Short exercise: Count the lines in the records below that contain the word "above". Reply with the number alone.

Data supplied:
-- BEGIN --
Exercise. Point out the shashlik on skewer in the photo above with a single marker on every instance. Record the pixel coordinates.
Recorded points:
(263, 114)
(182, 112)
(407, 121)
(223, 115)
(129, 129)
-- END --
-- BEGIN --
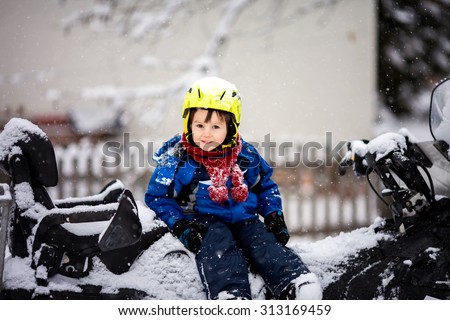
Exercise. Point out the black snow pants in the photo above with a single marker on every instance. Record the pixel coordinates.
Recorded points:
-- END --
Result of the exercise: 2